**Work order 1:** Copy word for word the part of the winter wheat article that begins at the words "Kent McKay, Extension" and stops after the words "Dakota in 2007.".
**Work order 2:** In the winter wheat article, what did farmers do in the second of McKay's three cases?

**Passage shown:**
Now is the time to prepare fields to be planted to winter wheat by controlling grassy weeds and volunteer cereal crops, says Joel Ransom, North Dakota State University Extension Service agronomist for cereal crops.
"Killing plants that harbor the wheat curl mite at least two weeks prior to planting winter wheat is the only practical way of controlling the wheat streak mosaic virus that is vectored by this microscopic mite," Ransom says.
According to Marcia McMullen, NDSU Extension Service plant pathologist, WSMV is transmitted by wheat curl mites when they move from infected plants to feed on newly emerging winter wheat plants. These mites are able to move only short distances and need actively growing grasses to survive and reproduce.
"If the WSMV is passed to the winter wheat crop in the fall, it will overwinter on the crop," McMullen says. "Not only can the winter wheat crop be devastated by this disease, an infected crop can serve as a source of infection for cereals planted in the spring. The chances that WSMV will be problematic is very high if the green bridge is not broken, as WSMV and wheat curls mites commonly are found in grassy plants, even those not showing symptoms, at this time of the year in North Dakota."
Kent McKay, Extension Service area specialist at the North Central Research Extension Center in Minot, identified three reasons why WSMV was damaging winter wheat fields in north- central and northwestern North Dakota in 2007.
The first, farmers that had few volunteer plants in their fields, as low as one plant in 100 square feet in one case, did not apply a burn-down herbicide because it was erroneously presumed that a low density of volunteers could not effectively harbor the mites that transmit the virus.
The second occurred when farmers applied glyphosate the same day they planted their winter wheat. In this case, dying volunteers were able to support the mites until the winter wheat emerged, at which time the mites moved to the winter wheat.
The third case involved planting winter wheat into canola residue without a burn-down herbicide application. Unfortunately, there were sufficient mite-infested volunteer wheat plants from the previous wheat crop in the canola residue to result in the infection of the emerging winter wheat. This crop had to be destroyed in the spring.
"The take-home message from these experiences is that all fields to be planted to winter wheat should be sprayed with glyphosate at least two weeks before planting, no matter what the previous crop or the level of volunteer growth present," McKay says.

**Source material:**
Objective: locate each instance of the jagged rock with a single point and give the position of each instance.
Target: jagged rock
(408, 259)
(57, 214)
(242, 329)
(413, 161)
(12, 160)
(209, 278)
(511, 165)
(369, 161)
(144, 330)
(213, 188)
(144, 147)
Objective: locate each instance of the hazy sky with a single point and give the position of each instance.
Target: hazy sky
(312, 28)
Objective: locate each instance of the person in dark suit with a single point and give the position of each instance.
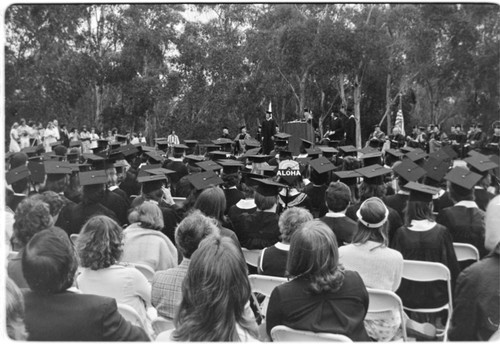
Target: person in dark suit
(338, 198)
(268, 132)
(54, 313)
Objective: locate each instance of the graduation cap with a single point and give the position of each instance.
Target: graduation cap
(251, 143)
(373, 174)
(416, 155)
(313, 153)
(349, 150)
(371, 158)
(268, 187)
(480, 163)
(322, 165)
(348, 177)
(463, 177)
(421, 192)
(209, 165)
(17, 174)
(37, 171)
(409, 171)
(57, 167)
(230, 166)
(436, 169)
(92, 177)
(75, 143)
(204, 180)
(151, 182)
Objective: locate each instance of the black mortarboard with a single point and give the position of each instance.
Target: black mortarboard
(151, 182)
(92, 177)
(409, 171)
(268, 187)
(306, 143)
(37, 171)
(348, 177)
(204, 180)
(322, 165)
(480, 163)
(17, 174)
(421, 192)
(416, 155)
(373, 174)
(57, 167)
(349, 150)
(230, 166)
(209, 165)
(463, 177)
(436, 169)
(75, 143)
(313, 153)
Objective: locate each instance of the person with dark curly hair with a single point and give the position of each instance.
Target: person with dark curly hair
(31, 217)
(322, 296)
(100, 247)
(49, 264)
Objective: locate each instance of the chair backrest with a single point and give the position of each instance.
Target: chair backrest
(146, 270)
(385, 300)
(74, 237)
(465, 251)
(283, 333)
(265, 284)
(251, 256)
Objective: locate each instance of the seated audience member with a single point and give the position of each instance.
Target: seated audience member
(379, 266)
(272, 261)
(212, 203)
(476, 313)
(99, 247)
(49, 265)
(321, 297)
(260, 229)
(421, 238)
(464, 220)
(144, 243)
(31, 217)
(215, 296)
(14, 312)
(338, 197)
(166, 293)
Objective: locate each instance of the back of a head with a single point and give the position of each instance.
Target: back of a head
(31, 217)
(212, 202)
(214, 293)
(338, 196)
(148, 214)
(314, 255)
(99, 244)
(49, 262)
(492, 226)
(192, 230)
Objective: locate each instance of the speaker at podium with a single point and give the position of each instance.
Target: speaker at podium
(298, 130)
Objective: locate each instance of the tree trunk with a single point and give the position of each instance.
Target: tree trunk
(357, 110)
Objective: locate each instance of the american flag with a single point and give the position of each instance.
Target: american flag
(400, 121)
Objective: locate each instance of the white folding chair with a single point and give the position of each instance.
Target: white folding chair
(283, 333)
(146, 270)
(264, 285)
(251, 256)
(421, 271)
(465, 251)
(386, 300)
(131, 315)
(74, 238)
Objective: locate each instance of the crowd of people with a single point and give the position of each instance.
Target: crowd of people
(96, 228)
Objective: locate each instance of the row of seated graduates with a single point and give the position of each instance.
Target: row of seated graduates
(372, 174)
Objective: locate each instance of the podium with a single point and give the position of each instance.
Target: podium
(298, 130)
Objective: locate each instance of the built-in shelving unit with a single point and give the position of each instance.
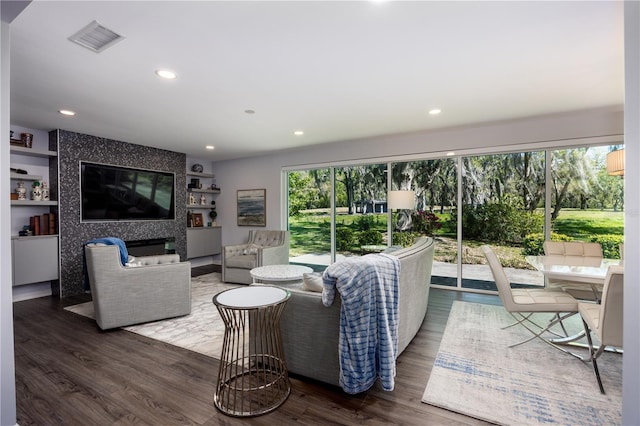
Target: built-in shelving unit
(202, 240)
(35, 258)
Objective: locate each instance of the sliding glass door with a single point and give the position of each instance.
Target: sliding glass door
(309, 217)
(511, 201)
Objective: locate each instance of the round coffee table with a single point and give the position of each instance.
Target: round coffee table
(279, 273)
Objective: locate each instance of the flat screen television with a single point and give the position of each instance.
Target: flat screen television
(114, 193)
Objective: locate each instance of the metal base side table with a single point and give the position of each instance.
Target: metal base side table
(253, 377)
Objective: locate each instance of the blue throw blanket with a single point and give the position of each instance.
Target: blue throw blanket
(368, 343)
(108, 241)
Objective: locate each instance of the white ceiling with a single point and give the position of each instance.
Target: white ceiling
(336, 70)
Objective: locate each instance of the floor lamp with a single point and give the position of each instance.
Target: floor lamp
(615, 163)
(403, 201)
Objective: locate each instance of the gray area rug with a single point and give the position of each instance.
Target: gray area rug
(476, 374)
(201, 331)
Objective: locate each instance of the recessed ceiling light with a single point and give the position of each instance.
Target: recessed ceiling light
(169, 75)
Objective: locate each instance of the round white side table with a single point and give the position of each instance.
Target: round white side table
(279, 273)
(253, 377)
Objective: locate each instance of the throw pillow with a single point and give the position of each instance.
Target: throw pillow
(251, 249)
(312, 282)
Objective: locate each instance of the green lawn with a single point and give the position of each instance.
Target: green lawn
(580, 224)
(310, 233)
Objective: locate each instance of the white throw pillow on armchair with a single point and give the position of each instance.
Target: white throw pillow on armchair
(312, 282)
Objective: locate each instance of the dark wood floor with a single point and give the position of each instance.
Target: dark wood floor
(70, 373)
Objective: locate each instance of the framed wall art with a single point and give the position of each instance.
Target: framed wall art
(252, 207)
(198, 222)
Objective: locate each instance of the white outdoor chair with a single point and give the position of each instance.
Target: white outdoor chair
(580, 249)
(605, 320)
(522, 303)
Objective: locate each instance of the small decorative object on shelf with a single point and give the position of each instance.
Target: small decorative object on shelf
(45, 191)
(21, 191)
(195, 184)
(197, 220)
(27, 139)
(36, 192)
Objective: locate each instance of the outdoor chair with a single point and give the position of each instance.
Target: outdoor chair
(580, 249)
(521, 304)
(605, 319)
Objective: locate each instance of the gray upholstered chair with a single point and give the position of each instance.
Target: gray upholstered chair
(522, 303)
(605, 320)
(158, 288)
(262, 248)
(586, 251)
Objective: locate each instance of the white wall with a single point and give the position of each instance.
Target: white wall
(266, 171)
(7, 367)
(631, 359)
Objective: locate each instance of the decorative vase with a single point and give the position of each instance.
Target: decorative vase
(36, 192)
(45, 191)
(21, 191)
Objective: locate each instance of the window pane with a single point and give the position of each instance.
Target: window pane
(309, 217)
(360, 209)
(503, 204)
(587, 204)
(435, 185)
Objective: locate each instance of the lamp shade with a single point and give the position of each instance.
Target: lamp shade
(401, 200)
(615, 163)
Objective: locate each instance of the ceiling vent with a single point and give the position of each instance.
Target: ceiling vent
(95, 37)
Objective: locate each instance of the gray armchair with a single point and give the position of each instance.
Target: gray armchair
(262, 248)
(158, 288)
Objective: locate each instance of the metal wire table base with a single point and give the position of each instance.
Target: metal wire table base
(253, 377)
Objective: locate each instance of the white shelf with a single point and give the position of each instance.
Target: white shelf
(200, 206)
(202, 175)
(32, 152)
(32, 237)
(20, 176)
(31, 203)
(204, 191)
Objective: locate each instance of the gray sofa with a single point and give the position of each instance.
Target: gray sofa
(158, 287)
(264, 247)
(310, 331)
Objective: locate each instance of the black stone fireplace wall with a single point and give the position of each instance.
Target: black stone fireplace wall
(73, 148)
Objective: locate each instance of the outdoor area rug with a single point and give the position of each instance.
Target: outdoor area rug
(201, 331)
(476, 374)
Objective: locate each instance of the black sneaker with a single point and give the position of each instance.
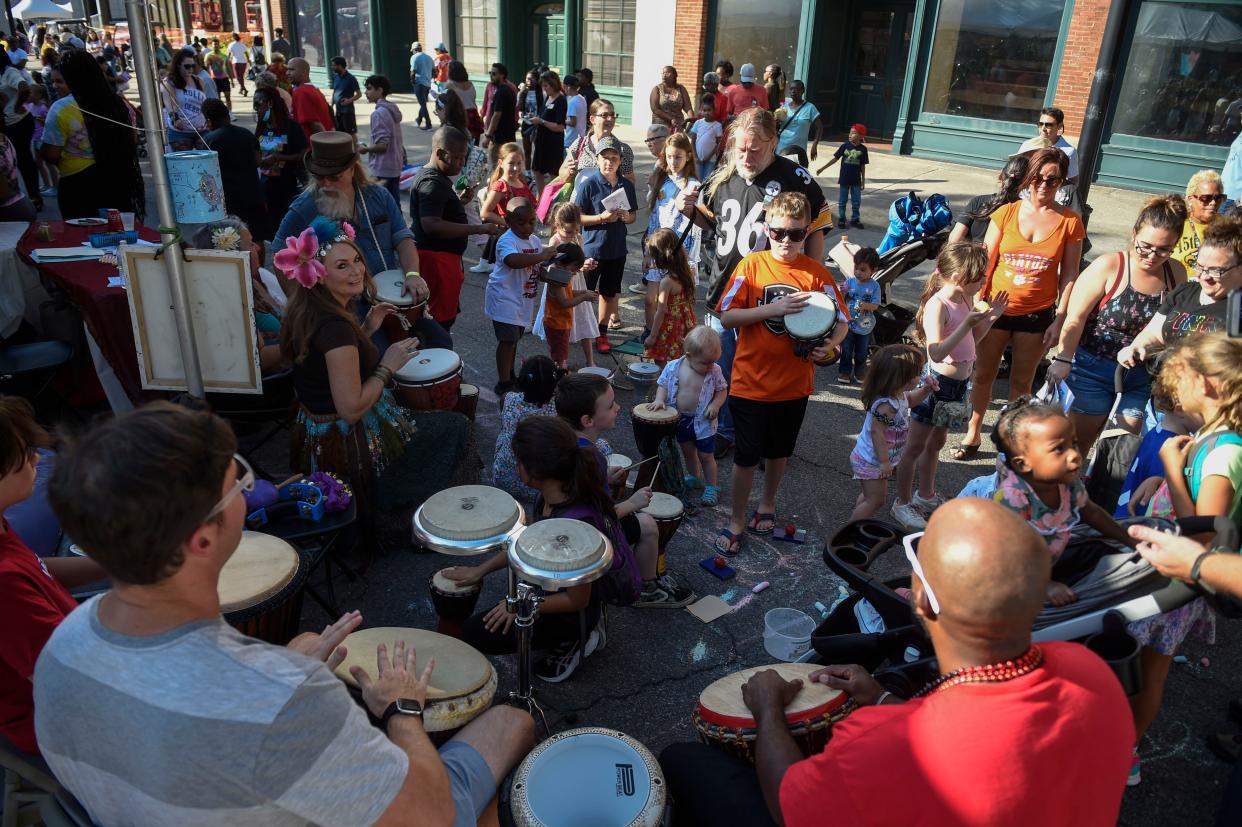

**Exercise answer 1:**
Kent McKay, Extension Service area specialist at the North Central Research Extension Center in Minot, identified three reasons why WSMV was damaging winter wheat fields in north- central and northwestern North Dakota in 2007.

**Exercise answer 2:** They applied glyphosate on the same day they planted their winter wheat.